(Task to complete)
How many lines in the entries below contain the word "chair"? Reply with the number alone.

(Supplied data)
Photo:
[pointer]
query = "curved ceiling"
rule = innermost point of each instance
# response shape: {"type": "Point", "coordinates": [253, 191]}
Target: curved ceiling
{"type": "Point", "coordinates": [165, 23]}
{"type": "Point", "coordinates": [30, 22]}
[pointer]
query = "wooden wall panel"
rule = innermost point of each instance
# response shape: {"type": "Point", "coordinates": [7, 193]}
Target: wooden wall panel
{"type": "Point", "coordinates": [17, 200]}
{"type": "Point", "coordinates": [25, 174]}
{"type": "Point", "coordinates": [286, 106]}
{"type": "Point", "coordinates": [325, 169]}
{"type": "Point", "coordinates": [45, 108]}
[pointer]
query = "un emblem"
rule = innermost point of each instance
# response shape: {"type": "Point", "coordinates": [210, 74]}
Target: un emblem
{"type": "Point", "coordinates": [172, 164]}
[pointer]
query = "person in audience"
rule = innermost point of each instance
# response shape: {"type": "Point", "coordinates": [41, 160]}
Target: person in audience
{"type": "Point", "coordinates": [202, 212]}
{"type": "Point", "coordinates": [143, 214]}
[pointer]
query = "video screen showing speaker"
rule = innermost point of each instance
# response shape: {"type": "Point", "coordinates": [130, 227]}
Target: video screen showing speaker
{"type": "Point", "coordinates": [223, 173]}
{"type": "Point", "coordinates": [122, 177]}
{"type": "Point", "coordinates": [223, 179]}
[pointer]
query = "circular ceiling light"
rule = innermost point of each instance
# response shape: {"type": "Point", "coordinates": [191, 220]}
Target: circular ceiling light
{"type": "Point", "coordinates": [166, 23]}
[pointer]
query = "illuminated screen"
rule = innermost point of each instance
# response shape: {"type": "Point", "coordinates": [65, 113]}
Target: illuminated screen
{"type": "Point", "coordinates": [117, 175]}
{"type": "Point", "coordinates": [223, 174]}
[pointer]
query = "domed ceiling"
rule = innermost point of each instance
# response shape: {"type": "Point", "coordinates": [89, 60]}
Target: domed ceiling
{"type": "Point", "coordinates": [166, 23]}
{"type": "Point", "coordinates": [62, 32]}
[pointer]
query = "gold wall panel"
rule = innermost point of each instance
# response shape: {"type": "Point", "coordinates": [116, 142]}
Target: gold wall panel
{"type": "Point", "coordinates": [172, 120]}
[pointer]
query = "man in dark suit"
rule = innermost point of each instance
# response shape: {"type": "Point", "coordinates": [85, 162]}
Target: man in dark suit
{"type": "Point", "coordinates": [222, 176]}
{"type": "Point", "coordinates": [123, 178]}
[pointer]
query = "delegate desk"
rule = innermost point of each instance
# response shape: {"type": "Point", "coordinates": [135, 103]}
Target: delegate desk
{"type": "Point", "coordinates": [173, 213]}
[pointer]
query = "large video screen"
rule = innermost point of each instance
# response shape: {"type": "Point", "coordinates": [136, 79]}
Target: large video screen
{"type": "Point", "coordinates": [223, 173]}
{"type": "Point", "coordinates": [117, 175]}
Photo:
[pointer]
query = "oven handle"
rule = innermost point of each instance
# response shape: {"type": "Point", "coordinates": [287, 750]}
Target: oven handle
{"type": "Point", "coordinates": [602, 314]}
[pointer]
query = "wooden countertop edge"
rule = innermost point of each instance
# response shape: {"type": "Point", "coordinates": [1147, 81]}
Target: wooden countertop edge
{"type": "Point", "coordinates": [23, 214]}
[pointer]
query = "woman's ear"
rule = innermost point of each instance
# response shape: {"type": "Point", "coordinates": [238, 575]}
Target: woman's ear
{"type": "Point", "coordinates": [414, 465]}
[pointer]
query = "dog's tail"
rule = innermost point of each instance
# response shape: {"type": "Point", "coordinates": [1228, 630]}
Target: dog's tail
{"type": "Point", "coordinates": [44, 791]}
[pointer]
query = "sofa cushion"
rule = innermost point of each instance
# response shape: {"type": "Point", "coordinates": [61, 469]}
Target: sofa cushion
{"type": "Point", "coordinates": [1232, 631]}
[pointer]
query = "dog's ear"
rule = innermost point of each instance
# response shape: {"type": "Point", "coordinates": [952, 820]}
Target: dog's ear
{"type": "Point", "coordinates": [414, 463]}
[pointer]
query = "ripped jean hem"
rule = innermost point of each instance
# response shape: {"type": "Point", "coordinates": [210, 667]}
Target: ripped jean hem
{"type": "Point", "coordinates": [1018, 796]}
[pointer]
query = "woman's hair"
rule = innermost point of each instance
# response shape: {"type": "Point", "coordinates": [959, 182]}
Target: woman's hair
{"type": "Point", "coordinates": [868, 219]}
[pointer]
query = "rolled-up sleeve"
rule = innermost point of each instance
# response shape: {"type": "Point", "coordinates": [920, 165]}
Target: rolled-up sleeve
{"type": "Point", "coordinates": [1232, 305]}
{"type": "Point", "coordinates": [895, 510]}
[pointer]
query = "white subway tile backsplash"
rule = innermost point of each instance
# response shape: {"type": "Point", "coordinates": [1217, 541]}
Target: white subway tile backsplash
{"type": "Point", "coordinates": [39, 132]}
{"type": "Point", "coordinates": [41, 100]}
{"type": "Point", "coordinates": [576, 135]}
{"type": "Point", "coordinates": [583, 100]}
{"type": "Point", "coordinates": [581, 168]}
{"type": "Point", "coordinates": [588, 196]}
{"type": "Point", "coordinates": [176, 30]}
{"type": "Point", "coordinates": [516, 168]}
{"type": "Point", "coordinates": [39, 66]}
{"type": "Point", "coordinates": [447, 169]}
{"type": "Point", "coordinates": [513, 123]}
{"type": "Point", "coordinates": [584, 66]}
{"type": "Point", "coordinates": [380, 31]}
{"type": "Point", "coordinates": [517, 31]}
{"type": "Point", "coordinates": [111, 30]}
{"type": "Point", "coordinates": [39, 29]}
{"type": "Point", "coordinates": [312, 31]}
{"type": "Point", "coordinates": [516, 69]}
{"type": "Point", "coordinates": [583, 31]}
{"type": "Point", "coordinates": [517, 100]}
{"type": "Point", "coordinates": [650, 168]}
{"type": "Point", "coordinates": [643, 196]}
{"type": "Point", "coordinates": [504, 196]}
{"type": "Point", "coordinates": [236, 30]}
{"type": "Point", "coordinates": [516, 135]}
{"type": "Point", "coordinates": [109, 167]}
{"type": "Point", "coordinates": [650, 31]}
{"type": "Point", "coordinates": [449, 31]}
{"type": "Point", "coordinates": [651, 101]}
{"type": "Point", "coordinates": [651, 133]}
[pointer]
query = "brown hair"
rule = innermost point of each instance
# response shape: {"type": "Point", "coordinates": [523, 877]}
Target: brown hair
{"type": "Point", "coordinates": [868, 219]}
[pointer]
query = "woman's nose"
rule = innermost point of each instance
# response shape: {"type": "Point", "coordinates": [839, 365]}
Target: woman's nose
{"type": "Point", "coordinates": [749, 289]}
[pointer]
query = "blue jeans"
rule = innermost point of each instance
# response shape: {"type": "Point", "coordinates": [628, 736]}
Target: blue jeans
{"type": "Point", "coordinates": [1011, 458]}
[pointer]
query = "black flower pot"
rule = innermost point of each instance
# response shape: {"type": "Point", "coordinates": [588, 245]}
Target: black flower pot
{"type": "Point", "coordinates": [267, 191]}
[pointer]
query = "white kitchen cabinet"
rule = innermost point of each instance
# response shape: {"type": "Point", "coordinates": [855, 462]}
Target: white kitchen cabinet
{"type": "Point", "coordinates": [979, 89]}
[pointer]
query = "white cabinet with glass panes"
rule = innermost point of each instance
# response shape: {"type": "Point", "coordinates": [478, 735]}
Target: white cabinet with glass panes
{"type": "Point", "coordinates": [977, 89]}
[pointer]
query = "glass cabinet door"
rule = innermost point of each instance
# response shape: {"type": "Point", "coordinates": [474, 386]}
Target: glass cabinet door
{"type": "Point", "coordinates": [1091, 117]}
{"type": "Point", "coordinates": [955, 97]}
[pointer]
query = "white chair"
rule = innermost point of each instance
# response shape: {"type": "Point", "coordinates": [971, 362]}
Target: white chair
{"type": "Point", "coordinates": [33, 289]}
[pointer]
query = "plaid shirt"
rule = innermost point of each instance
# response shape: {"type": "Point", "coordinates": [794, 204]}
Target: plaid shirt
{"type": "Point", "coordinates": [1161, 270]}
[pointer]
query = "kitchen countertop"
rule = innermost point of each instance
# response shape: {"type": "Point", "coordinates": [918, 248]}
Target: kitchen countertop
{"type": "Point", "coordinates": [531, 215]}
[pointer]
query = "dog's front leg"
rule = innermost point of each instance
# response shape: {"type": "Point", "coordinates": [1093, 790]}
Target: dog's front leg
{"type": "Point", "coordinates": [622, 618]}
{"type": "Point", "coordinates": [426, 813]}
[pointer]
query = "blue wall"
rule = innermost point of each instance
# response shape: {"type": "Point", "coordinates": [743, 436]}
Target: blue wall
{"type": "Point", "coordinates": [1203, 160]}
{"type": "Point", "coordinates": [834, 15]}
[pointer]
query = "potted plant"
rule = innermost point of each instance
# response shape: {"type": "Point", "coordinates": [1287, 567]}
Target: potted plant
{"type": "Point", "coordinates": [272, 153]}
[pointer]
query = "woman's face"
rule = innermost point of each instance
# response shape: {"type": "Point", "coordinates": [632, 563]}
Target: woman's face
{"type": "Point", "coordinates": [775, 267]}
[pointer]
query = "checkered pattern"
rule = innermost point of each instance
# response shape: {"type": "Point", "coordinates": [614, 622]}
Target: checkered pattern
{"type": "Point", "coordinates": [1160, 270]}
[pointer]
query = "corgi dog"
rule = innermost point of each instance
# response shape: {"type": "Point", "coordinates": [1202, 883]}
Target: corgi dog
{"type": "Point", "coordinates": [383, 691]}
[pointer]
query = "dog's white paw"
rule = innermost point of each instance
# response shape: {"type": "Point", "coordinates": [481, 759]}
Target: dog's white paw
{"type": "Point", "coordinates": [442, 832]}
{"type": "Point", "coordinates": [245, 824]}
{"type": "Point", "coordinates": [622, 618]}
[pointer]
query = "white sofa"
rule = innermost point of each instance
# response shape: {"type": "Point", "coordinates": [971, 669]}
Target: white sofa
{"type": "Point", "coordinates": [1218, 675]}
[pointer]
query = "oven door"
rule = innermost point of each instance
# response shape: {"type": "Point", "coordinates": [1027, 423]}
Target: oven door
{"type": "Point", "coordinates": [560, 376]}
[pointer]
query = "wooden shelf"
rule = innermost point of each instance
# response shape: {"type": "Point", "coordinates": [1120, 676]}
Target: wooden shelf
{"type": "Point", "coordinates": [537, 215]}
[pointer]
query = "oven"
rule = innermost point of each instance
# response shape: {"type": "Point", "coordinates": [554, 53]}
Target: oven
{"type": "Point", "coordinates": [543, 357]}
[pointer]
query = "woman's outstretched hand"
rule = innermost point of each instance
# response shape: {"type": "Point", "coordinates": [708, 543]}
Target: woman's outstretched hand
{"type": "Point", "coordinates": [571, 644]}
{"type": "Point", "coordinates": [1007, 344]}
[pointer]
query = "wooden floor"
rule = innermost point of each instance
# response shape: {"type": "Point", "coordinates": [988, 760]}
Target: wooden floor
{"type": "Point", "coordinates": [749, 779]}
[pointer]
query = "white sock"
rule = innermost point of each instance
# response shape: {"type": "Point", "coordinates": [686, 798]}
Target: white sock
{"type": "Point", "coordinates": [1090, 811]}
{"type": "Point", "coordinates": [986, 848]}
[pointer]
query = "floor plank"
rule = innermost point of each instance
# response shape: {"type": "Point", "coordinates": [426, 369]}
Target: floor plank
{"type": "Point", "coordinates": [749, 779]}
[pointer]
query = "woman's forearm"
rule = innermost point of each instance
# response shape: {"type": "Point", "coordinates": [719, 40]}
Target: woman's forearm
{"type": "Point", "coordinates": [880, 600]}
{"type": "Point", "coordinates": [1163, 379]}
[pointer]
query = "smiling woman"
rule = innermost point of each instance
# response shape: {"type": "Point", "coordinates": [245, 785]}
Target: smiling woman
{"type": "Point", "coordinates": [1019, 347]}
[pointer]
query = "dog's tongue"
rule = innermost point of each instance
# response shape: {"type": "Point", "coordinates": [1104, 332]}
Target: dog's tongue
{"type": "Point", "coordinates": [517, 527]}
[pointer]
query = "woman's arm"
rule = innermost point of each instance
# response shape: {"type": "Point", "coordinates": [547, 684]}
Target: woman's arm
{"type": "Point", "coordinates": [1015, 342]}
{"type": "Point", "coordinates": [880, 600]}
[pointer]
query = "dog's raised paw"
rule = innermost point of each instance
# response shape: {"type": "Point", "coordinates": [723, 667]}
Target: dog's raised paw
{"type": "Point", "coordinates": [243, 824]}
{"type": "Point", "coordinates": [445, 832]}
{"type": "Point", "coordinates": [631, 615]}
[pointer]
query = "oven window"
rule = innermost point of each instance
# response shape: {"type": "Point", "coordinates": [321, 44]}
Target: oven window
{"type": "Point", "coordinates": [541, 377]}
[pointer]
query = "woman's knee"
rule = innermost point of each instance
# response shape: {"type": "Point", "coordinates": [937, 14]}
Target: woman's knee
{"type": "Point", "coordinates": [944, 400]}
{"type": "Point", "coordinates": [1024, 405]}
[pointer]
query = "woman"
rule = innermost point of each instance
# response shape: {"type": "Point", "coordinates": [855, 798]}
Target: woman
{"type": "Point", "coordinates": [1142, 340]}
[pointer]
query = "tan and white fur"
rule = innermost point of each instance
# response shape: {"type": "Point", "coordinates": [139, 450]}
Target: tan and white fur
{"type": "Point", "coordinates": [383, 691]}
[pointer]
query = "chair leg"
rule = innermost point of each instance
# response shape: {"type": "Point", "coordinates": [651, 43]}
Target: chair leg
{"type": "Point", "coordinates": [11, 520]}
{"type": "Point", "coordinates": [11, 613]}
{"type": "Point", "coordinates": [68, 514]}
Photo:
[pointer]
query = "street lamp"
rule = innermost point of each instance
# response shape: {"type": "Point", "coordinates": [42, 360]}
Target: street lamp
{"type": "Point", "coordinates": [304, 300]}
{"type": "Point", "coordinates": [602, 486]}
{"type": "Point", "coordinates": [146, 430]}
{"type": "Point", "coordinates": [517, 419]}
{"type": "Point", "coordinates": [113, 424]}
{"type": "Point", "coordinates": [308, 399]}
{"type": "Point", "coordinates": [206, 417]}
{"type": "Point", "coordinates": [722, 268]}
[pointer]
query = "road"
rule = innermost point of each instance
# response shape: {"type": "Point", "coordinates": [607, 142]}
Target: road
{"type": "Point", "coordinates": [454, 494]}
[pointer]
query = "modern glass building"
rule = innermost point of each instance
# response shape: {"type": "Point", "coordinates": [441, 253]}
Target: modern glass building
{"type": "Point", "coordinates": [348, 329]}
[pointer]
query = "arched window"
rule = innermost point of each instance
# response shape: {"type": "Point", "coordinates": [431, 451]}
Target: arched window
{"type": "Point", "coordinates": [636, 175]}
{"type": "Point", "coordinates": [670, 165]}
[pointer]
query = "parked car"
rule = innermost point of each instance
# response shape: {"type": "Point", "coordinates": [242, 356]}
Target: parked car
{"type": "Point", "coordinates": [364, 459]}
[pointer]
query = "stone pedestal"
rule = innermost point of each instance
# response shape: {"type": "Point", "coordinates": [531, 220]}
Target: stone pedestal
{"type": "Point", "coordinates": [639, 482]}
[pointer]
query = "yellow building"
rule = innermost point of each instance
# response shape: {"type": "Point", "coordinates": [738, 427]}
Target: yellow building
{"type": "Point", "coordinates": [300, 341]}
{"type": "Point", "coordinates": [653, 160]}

(Written answer)
4